The exercise:
In the listing below, find every line that contains the word "dark" and copy each of those lines.

Given data:
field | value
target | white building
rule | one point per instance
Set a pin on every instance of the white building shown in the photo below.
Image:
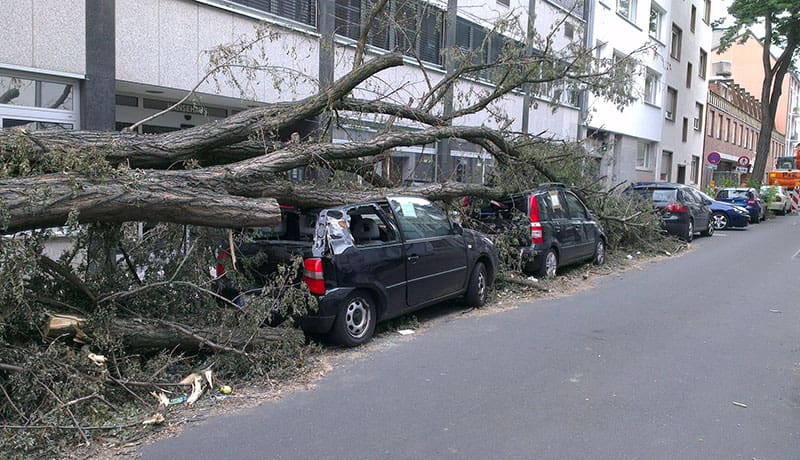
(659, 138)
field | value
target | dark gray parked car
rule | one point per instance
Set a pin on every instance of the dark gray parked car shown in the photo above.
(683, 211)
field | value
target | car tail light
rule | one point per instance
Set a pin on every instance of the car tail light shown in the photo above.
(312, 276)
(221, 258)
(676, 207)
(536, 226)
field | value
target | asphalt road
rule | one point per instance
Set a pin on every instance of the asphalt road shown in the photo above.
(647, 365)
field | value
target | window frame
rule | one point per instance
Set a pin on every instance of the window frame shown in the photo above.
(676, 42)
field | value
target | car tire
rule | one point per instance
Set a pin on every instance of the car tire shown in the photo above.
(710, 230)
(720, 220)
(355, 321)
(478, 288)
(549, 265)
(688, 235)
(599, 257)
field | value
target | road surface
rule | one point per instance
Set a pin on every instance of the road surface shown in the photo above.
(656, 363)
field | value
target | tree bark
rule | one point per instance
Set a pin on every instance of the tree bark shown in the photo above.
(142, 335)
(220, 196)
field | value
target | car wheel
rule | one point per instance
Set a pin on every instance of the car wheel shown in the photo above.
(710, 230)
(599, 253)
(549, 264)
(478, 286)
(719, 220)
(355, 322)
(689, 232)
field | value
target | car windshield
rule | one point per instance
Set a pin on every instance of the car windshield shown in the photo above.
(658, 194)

--

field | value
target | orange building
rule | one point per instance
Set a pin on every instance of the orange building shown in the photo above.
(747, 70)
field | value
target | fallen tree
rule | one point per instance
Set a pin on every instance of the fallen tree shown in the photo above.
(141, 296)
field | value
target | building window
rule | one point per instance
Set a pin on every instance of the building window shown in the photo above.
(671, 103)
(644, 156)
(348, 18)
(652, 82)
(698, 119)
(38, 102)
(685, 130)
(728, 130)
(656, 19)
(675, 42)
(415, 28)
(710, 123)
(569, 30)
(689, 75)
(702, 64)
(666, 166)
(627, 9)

Expected answer:
target | dark gray parked car
Set a pin on every instance of the dark gray parked car shown in the photo above.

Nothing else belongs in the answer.